AIM OF THE EXERCISE:
Output exactly the line containing "form: point(358, 196)." and each line after it through the last line of the records, and nothing else.

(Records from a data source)
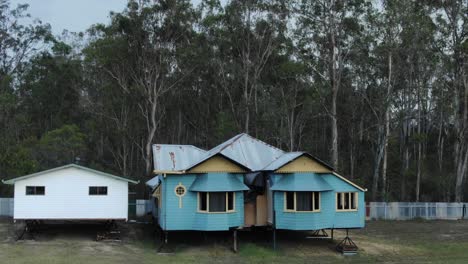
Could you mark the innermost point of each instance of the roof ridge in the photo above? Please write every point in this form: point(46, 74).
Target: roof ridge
point(263, 142)
point(175, 145)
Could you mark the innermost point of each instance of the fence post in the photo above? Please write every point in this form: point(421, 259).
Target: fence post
point(385, 211)
point(463, 211)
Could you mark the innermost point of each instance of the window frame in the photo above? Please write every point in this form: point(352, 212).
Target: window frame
point(207, 211)
point(35, 191)
point(295, 203)
point(342, 198)
point(97, 191)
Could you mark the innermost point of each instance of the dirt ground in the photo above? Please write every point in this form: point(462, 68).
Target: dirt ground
point(380, 241)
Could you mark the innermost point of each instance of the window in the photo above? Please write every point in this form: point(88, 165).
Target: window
point(216, 202)
point(97, 190)
point(346, 201)
point(35, 190)
point(302, 201)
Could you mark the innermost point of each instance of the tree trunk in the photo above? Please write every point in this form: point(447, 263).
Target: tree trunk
point(387, 126)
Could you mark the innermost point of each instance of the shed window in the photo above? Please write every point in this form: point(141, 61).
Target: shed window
point(35, 190)
point(346, 201)
point(302, 201)
point(97, 190)
point(216, 202)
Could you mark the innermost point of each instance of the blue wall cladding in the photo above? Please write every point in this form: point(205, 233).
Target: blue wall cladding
point(187, 217)
point(328, 217)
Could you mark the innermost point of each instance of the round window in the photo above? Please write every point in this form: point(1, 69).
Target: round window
point(180, 190)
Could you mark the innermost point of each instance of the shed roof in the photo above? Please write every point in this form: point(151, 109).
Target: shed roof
point(12, 181)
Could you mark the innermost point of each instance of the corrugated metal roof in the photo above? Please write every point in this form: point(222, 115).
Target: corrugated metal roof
point(302, 182)
point(290, 156)
point(248, 151)
point(217, 182)
point(281, 161)
point(175, 157)
point(243, 149)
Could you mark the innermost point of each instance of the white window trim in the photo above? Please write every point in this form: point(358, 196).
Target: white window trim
point(356, 203)
point(208, 204)
point(35, 187)
point(295, 204)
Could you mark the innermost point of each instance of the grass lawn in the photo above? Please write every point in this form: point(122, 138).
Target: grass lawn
point(380, 241)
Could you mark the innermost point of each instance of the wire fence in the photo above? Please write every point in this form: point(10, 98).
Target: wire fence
point(409, 211)
point(374, 210)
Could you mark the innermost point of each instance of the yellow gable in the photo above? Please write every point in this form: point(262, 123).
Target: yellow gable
point(303, 164)
point(217, 164)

SOLUTION TO THIS EXERCISE:
Could you mark the innermost point of each instance of the white window trim in the photo above? Please write every point in this form: point(358, 196).
Target: white window trim
point(356, 203)
point(208, 204)
point(35, 187)
point(295, 204)
Could you mark the innermost point of each instance of the grass lawn in the photo above? Please write every point in this form: point(122, 138).
Target: grass lawn
point(380, 241)
Could you mark the innermost point of each instance of the wire fence in the photo above? Please write every point in this form: point(10, 98).
Target: wire fence
point(409, 211)
point(374, 210)
Could you mark the innermost point of each instance of the yellow gable in the photo above? Please write every point in this form: point(262, 123).
Target: yellow gable
point(303, 164)
point(217, 164)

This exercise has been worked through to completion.